== Problem details ==
Your answer should be the line that contains "In this picture, where can the tree" and each line after it, restated word for word through the final line of the entries.

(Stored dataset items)
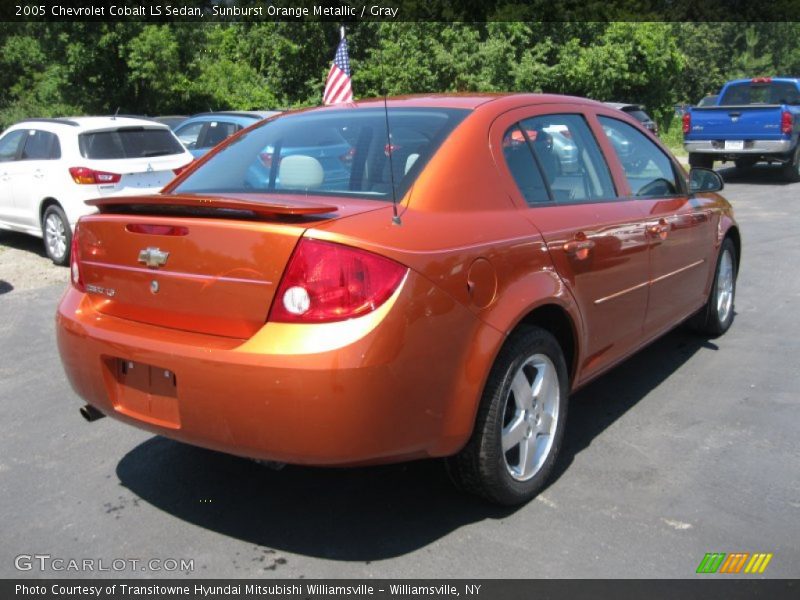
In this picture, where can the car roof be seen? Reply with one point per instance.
(469, 101)
(763, 80)
(624, 105)
(237, 115)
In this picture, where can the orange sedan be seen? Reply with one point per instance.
(373, 282)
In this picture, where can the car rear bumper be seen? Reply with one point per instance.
(750, 147)
(380, 388)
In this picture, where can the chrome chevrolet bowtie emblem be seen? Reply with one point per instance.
(153, 257)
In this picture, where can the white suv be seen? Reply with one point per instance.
(49, 167)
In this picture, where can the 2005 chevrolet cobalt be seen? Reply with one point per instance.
(372, 283)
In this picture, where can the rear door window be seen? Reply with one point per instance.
(128, 142)
(9, 145)
(522, 165)
(648, 170)
(41, 145)
(216, 132)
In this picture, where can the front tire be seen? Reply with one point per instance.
(716, 317)
(520, 422)
(57, 235)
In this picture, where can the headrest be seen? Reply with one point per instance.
(300, 172)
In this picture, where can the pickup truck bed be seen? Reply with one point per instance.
(754, 120)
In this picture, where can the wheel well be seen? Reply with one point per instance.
(733, 234)
(557, 321)
(47, 203)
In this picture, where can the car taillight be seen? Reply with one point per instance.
(84, 175)
(327, 282)
(787, 122)
(74, 261)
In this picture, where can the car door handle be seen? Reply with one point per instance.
(660, 229)
(578, 248)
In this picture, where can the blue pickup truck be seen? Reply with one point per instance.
(753, 120)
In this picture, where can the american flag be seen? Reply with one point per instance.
(338, 85)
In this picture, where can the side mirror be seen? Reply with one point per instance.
(704, 180)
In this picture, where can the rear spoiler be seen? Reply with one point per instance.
(261, 207)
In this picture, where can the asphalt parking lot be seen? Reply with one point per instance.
(687, 448)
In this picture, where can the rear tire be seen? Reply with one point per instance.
(520, 422)
(791, 171)
(703, 161)
(716, 317)
(57, 235)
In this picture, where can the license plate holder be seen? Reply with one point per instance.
(145, 392)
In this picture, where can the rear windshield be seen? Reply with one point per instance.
(339, 152)
(128, 142)
(775, 92)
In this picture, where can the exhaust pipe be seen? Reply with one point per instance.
(90, 413)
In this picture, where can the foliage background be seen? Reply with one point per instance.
(57, 69)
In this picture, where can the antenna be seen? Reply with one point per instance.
(390, 151)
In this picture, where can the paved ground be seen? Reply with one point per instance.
(690, 447)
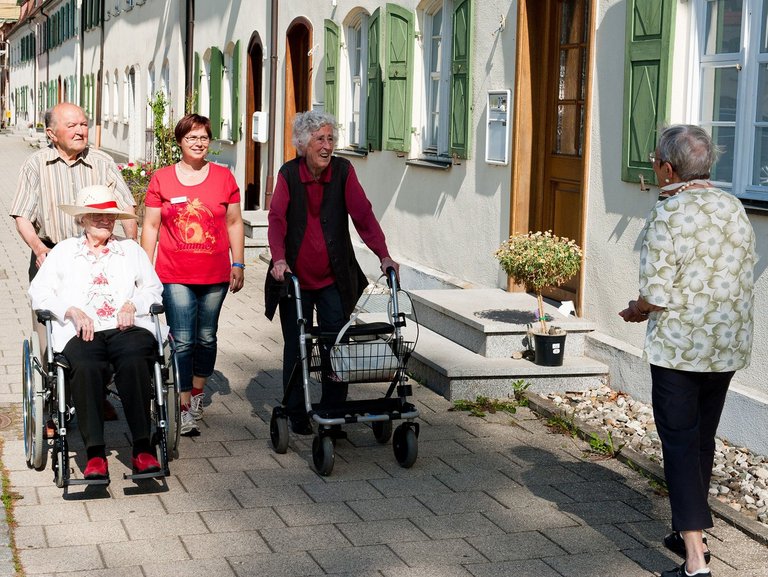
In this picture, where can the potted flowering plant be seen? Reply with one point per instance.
(538, 260)
(137, 178)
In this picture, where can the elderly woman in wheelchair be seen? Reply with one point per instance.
(96, 292)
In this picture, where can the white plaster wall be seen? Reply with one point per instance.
(147, 34)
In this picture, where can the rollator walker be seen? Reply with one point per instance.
(359, 353)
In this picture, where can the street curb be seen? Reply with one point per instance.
(546, 408)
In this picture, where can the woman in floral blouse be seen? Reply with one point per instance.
(99, 288)
(696, 281)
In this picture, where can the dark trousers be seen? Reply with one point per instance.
(330, 318)
(687, 408)
(130, 353)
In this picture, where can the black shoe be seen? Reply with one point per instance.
(674, 542)
(680, 572)
(301, 426)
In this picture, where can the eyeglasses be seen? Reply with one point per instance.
(196, 139)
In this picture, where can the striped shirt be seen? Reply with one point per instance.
(46, 181)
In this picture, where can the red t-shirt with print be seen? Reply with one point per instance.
(193, 240)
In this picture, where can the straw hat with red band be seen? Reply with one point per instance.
(96, 199)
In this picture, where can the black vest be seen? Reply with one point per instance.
(334, 221)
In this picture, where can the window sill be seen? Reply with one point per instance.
(433, 163)
(355, 152)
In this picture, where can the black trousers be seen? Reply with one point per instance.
(330, 318)
(130, 353)
(687, 408)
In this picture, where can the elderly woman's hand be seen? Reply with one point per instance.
(279, 268)
(126, 315)
(236, 279)
(83, 323)
(387, 262)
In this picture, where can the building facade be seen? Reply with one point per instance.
(466, 121)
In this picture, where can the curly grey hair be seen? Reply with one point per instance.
(689, 149)
(307, 123)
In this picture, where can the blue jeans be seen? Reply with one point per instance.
(192, 312)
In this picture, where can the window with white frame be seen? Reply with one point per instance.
(732, 81)
(227, 121)
(105, 98)
(436, 42)
(115, 96)
(357, 55)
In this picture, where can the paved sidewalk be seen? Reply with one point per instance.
(499, 496)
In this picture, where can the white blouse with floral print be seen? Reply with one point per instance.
(697, 261)
(98, 285)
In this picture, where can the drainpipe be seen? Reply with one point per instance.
(47, 52)
(99, 77)
(272, 98)
(189, 68)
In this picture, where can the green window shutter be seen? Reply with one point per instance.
(331, 67)
(217, 71)
(461, 79)
(373, 102)
(649, 31)
(196, 81)
(398, 74)
(235, 74)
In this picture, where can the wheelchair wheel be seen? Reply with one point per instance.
(33, 410)
(322, 454)
(278, 431)
(405, 445)
(382, 431)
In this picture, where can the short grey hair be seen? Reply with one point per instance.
(689, 149)
(307, 123)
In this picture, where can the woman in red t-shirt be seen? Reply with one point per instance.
(193, 207)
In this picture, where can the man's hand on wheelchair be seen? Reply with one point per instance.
(83, 323)
(126, 316)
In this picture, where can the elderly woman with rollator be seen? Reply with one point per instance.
(696, 283)
(315, 196)
(99, 288)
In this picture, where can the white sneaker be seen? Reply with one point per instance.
(188, 426)
(196, 406)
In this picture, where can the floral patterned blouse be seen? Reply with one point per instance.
(697, 261)
(98, 285)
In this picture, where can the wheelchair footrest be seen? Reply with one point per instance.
(87, 481)
(152, 475)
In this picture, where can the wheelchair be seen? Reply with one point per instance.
(46, 411)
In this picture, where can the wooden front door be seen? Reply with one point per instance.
(298, 76)
(550, 137)
(253, 104)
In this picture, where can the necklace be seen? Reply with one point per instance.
(678, 187)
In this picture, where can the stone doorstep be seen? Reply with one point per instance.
(491, 322)
(458, 373)
(648, 468)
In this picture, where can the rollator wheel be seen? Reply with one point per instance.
(322, 455)
(382, 431)
(33, 409)
(278, 431)
(405, 445)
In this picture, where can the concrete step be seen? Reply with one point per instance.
(458, 373)
(492, 322)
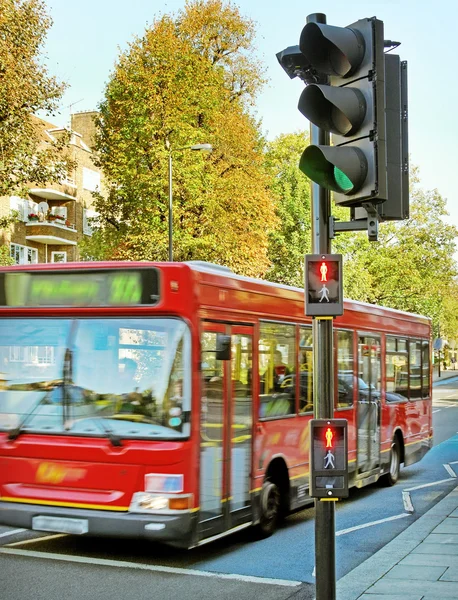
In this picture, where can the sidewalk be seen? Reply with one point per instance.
(444, 375)
(420, 564)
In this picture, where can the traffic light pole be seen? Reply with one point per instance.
(322, 374)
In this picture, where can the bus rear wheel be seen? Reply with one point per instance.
(270, 509)
(392, 476)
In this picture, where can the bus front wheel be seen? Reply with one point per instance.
(270, 509)
(392, 476)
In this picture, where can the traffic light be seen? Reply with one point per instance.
(323, 285)
(328, 458)
(352, 108)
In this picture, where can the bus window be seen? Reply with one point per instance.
(397, 383)
(305, 370)
(277, 370)
(425, 369)
(344, 369)
(415, 370)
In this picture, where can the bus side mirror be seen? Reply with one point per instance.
(223, 347)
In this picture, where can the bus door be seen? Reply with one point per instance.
(369, 405)
(226, 431)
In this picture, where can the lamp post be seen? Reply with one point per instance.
(196, 147)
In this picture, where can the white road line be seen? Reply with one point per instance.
(407, 501)
(364, 525)
(130, 565)
(7, 533)
(35, 540)
(419, 487)
(450, 471)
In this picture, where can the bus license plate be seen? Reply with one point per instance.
(60, 525)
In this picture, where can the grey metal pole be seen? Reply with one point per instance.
(323, 388)
(170, 208)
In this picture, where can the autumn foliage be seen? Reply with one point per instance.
(189, 80)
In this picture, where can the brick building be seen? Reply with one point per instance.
(54, 218)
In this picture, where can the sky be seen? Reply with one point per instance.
(87, 36)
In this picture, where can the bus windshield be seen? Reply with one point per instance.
(96, 377)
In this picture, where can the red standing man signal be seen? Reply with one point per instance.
(324, 271)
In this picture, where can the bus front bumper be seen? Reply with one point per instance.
(169, 528)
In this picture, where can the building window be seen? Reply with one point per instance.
(88, 220)
(23, 255)
(58, 257)
(21, 206)
(91, 180)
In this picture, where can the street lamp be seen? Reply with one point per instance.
(196, 147)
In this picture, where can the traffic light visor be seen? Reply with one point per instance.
(332, 50)
(338, 110)
(341, 170)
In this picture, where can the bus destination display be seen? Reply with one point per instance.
(92, 287)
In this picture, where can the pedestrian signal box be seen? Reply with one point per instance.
(328, 458)
(323, 285)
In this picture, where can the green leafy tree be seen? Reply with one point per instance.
(177, 86)
(291, 189)
(5, 258)
(25, 88)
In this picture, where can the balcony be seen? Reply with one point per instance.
(54, 232)
(64, 191)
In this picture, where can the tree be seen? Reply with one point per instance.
(5, 258)
(169, 90)
(291, 189)
(25, 88)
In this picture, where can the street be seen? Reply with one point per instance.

== Task answer ==
In this picture, where can the tree be seen? Reply with one point per instance.
(5, 258)
(169, 90)
(291, 189)
(25, 88)
In this picture, where can the street be seen? Reply with one point per instance.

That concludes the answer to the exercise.